- **Exercise instructions**: In the blog post on Irish welfare conditionality, which two companies run Jobpath?

- **Document extract**:
=====

The state of stasis in Irish welfare conditionality
June 25, 2019 Leave a Comment
Tom Boland & Ray Griffin from Waterford Institute of Technology reflect on the difficulties of achieving policy change
Stasis is not the same as inertia; it is the state where opposing forces cancel each other out, like a car skidding on ice; the wheels spin but the car doesn’t move.
The Irish Parliament passed a motion on 7 February which called for the reform of welfare conditionality, particularly around sanctions and specifically called for the suspension of Jobpath – an outsourced activation scheme. Jobpath is run by Turas Nua and Seetec – Irish versions of Working Lives and G4S, which represented an intensification of welfare conditionality in Ireland – which we have described previously on this blog.
However, this motion is non-binding, and in the current political stasis, it will not be enforced by ministerial action or new legislation. In the context of Brexit, to maintain stability, a confidence and supply arrangement keeps a minority centre-right coalition in power. Polls suggest that an election would not deliver a significantly different government.
Thus, the best hopes for this motion is that the privatised contracts will not be renewed and that future welfare policy making will respond constructively by decreasing conditionality and sanctions.
Such stasis is frustrating, yet perhaps to be expected. Across the OECD a growing body of research, both statistical and qualitative, is questioning the efficacy of conditionality. Stasis may not mean stable consensus, but a crisis of ideas: What is the new direction for welfare policy after conditionality?
The long haul
Our research started in 2012, responding to unemployment highs of 15% and the emergence of conditional welfare systems in Ireland. We carried out interviews, focus groups, ethnographies, media and policy document analyses, and published books, reports and media articles. It was fruitful work academically, but we often wondered how much impact we were making on policy.
Earlier this year we were invited to the Joint Committee on Employment and Social Protection, to give evidence on the impact JobPath – following in the footsteps of other Irish academics, particularly Mary Murphy (Maynooth University), Michelle Millar (University College Galway), Michelle O’Sullivan (University of Limerick) and others.

=====

- **Available data**:
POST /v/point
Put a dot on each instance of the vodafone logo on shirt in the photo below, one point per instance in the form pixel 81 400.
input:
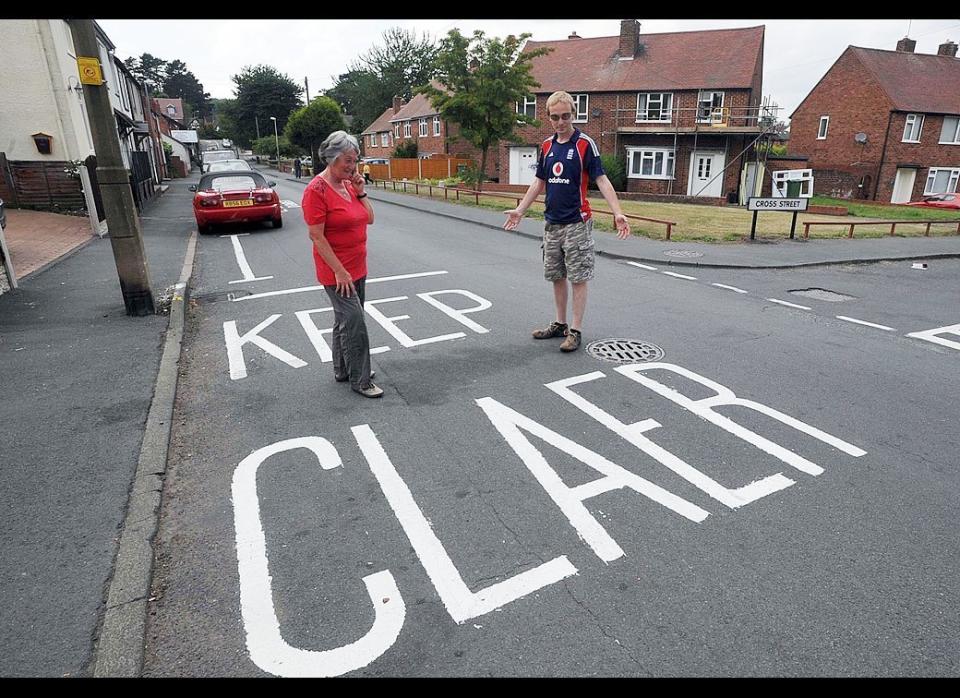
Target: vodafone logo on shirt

=====

- **The result**: Turas Nua and Seetec.